_WHAT NEEDS TO BE DONE_
Copy each of the following entries verbatim, omitting any pictures from your reproduction.

_MATERIAL PROVIDED_

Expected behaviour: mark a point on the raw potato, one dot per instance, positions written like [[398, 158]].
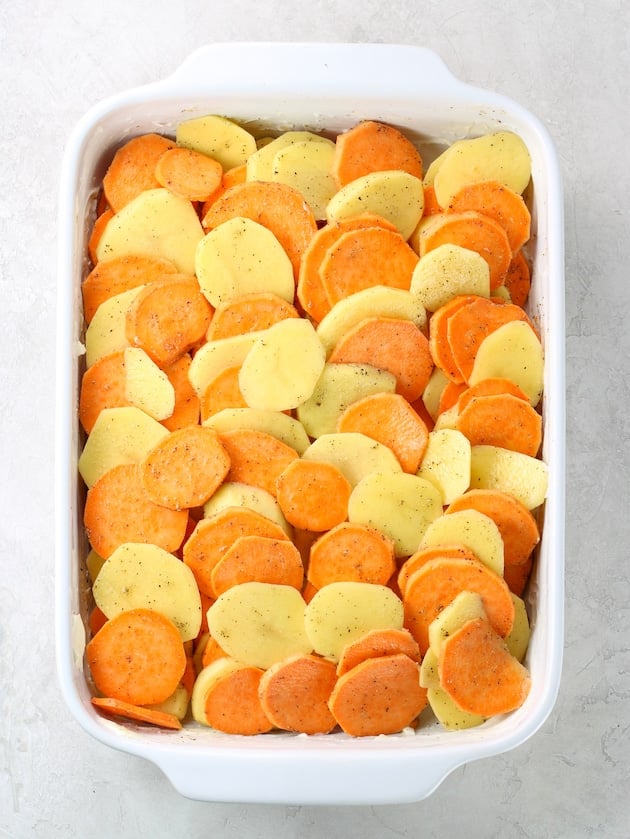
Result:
[[400, 505], [473, 529], [283, 366], [259, 623], [446, 462], [235, 494], [218, 137], [381, 301], [241, 257], [501, 156], [354, 454], [448, 271], [156, 223], [119, 435], [394, 195], [107, 331], [342, 612], [276, 423], [339, 386], [514, 352], [525, 477], [144, 576]]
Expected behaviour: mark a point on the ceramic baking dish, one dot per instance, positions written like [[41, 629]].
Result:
[[325, 87]]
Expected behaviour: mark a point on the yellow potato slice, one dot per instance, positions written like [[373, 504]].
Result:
[[473, 529], [393, 194], [354, 454], [119, 435], [500, 156], [376, 301], [339, 386], [525, 477], [446, 462], [218, 137], [307, 167], [342, 612], [448, 271], [282, 368], [514, 352], [235, 494], [156, 223], [144, 576], [259, 623], [398, 504], [276, 423], [107, 331], [241, 257]]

_RESULT FOR THIS EXERCISE_
Expected behaviour: mark a point on the raw potato, one dot per instance, positions written like [[398, 158]].
Result:
[[400, 505], [473, 529], [283, 366], [259, 623], [446, 462], [235, 494], [218, 137], [381, 301], [241, 257], [501, 156], [354, 454], [448, 271], [156, 223], [119, 435], [394, 195], [107, 331], [342, 612], [276, 423], [339, 386], [514, 352], [525, 477], [144, 576]]
Expected behaviour: mark a point on the ceramic baking dish, one dot per instance, positions written like [[41, 629]].
Result:
[[325, 87]]
Expected behaviour: mark a point on the yellow potato slice, one dot per instance, positions written like [[373, 504]].
Result:
[[473, 529], [393, 194], [354, 454], [119, 435], [500, 156], [376, 301], [339, 386], [525, 477], [446, 462], [218, 137], [307, 167], [342, 612], [448, 271], [282, 368], [514, 352], [235, 494], [156, 223], [144, 576], [259, 623], [398, 504], [276, 423], [107, 331], [241, 257]]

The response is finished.